Your task: The response must contain every line of the records that follow, duplicated exactly.

Content starts

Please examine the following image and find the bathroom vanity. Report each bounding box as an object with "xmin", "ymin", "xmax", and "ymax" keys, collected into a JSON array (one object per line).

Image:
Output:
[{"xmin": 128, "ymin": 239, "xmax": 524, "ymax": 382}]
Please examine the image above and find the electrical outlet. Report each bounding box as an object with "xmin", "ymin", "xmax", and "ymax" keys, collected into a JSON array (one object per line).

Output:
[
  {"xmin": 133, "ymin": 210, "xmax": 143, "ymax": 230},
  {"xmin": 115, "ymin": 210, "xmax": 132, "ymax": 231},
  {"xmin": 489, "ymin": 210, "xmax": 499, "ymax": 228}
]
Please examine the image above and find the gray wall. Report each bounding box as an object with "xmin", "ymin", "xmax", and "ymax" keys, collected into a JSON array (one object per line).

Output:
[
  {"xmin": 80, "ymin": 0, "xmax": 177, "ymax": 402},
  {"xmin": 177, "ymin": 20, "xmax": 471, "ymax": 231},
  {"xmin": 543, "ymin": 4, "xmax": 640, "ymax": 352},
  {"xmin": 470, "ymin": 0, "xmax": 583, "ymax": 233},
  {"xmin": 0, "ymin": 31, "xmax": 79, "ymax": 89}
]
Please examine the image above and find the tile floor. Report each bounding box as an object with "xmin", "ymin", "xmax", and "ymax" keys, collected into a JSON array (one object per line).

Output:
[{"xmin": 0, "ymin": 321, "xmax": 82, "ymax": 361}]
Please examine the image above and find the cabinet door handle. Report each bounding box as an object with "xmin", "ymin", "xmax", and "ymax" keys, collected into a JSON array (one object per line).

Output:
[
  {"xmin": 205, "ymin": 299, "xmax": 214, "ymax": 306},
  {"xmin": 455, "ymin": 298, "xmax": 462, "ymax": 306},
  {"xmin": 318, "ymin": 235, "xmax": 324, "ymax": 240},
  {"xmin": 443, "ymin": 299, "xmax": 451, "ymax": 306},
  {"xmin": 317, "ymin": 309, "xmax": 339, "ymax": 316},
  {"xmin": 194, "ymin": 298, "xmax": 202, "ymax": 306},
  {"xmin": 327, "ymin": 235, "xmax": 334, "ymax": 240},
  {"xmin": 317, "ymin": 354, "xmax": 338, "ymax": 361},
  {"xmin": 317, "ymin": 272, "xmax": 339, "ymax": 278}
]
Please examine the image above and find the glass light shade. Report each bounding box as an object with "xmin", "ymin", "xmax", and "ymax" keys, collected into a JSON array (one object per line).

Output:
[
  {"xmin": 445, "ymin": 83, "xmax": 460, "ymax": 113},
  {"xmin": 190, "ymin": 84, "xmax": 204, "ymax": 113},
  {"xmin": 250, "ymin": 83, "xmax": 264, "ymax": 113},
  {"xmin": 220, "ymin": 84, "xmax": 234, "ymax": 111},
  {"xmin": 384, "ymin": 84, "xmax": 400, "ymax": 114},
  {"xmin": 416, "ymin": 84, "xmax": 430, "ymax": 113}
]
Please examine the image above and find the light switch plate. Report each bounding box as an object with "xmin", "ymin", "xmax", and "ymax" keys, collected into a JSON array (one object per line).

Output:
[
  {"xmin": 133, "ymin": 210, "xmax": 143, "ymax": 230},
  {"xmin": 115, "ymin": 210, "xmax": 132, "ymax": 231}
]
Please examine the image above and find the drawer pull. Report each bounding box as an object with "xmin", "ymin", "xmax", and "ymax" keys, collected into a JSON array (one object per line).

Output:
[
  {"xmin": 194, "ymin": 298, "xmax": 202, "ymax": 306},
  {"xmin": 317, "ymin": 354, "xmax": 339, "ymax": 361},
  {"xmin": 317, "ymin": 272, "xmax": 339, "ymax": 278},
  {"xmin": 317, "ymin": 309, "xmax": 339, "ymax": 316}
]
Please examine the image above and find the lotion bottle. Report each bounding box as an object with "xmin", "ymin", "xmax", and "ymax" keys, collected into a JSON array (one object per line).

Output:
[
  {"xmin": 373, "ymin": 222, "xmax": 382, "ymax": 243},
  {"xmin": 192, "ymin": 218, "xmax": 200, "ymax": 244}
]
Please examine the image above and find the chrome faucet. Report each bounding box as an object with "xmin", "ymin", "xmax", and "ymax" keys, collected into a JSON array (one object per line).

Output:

Content ends

Task solution:
Please examine the following image and find the bathroom vanity. Report each bounding box as an object with "xmin", "ymin", "xmax", and "ymax" keys, collected into a JSON array (one object per line).

Image:
Output:
[{"xmin": 128, "ymin": 239, "xmax": 524, "ymax": 382}]
Please examine the image above and find the electrical outlet. Report each bounding box as an object with "xmin", "ymin", "xmax", and "ymax" keys, collected into a JSON array (one object per line).

Output:
[
  {"xmin": 133, "ymin": 210, "xmax": 143, "ymax": 230},
  {"xmin": 115, "ymin": 210, "xmax": 132, "ymax": 231},
  {"xmin": 489, "ymin": 210, "xmax": 499, "ymax": 228}
]
Please examine the image above and find the gray wall. Report each bounding box as an object with "xmin", "ymin", "xmax", and "ymax" keys, collected into a JSON array (one object per line).

Output:
[
  {"xmin": 80, "ymin": 0, "xmax": 177, "ymax": 402},
  {"xmin": 177, "ymin": 20, "xmax": 471, "ymax": 231},
  {"xmin": 543, "ymin": 4, "xmax": 640, "ymax": 352},
  {"xmin": 470, "ymin": 0, "xmax": 583, "ymax": 233},
  {"xmin": 0, "ymin": 31, "xmax": 79, "ymax": 89}
]
Please examine the image above and find the tile floor. Report each bounding box as an object with "xmin", "ymin", "xmax", and "ymax" keys, collected into a JSON array (one object per line).

Output:
[{"xmin": 0, "ymin": 321, "xmax": 82, "ymax": 361}]
Please examine the image above and find the cabinet door handle. Report each bounding box as an object with "xmin", "ymin", "xmax", and "ymax" keys, collected into a JSON array (one object per line).

Output:
[
  {"xmin": 205, "ymin": 299, "xmax": 214, "ymax": 306},
  {"xmin": 455, "ymin": 298, "xmax": 462, "ymax": 306},
  {"xmin": 318, "ymin": 235, "xmax": 324, "ymax": 240},
  {"xmin": 443, "ymin": 299, "xmax": 451, "ymax": 306},
  {"xmin": 317, "ymin": 309, "xmax": 339, "ymax": 316},
  {"xmin": 194, "ymin": 298, "xmax": 202, "ymax": 306},
  {"xmin": 327, "ymin": 235, "xmax": 334, "ymax": 240},
  {"xmin": 317, "ymin": 354, "xmax": 338, "ymax": 361},
  {"xmin": 317, "ymin": 272, "xmax": 339, "ymax": 278}
]
Please examine the image above and find the glass light shade. Report each bounding box as an object with "xmin", "ymin", "xmax", and "ymax" keys, collected into a JSON array (one object per line).

Output:
[
  {"xmin": 445, "ymin": 83, "xmax": 460, "ymax": 113},
  {"xmin": 190, "ymin": 84, "xmax": 204, "ymax": 113},
  {"xmin": 250, "ymin": 83, "xmax": 264, "ymax": 113},
  {"xmin": 220, "ymin": 84, "xmax": 234, "ymax": 111},
  {"xmin": 384, "ymin": 84, "xmax": 400, "ymax": 114},
  {"xmin": 416, "ymin": 84, "xmax": 430, "ymax": 113}
]
Please examine the image above and find the light switch plate. Report each bounding box as an object with "xmin", "ymin", "xmax", and "ymax" keys, collected into a JSON array (one object per line).

Output:
[
  {"xmin": 133, "ymin": 210, "xmax": 143, "ymax": 230},
  {"xmin": 115, "ymin": 210, "xmax": 132, "ymax": 231}
]
Please examine the image above and find the drawer pull. Report each bounding box as an object with "xmin", "ymin", "xmax", and "ymax" keys, collected into a JSON array (one object per line).

Output:
[
  {"xmin": 194, "ymin": 298, "xmax": 202, "ymax": 306},
  {"xmin": 317, "ymin": 354, "xmax": 339, "ymax": 361},
  {"xmin": 317, "ymin": 272, "xmax": 339, "ymax": 278},
  {"xmin": 317, "ymin": 309, "xmax": 339, "ymax": 316}
]
Please examine the image above and find the lotion bottle. Report each bounding box as an object with "xmin", "ymin", "xmax", and "ymax" keys, collected into a JSON array (one object per line).

Output:
[
  {"xmin": 373, "ymin": 222, "xmax": 382, "ymax": 243},
  {"xmin": 192, "ymin": 218, "xmax": 200, "ymax": 244}
]
Please examine the image above and find the chrome faucet. Report each bounding box as an object with "xmin", "ymin", "xmax", and "ymax" keys, collected into a JSON array (one object per line).

Output:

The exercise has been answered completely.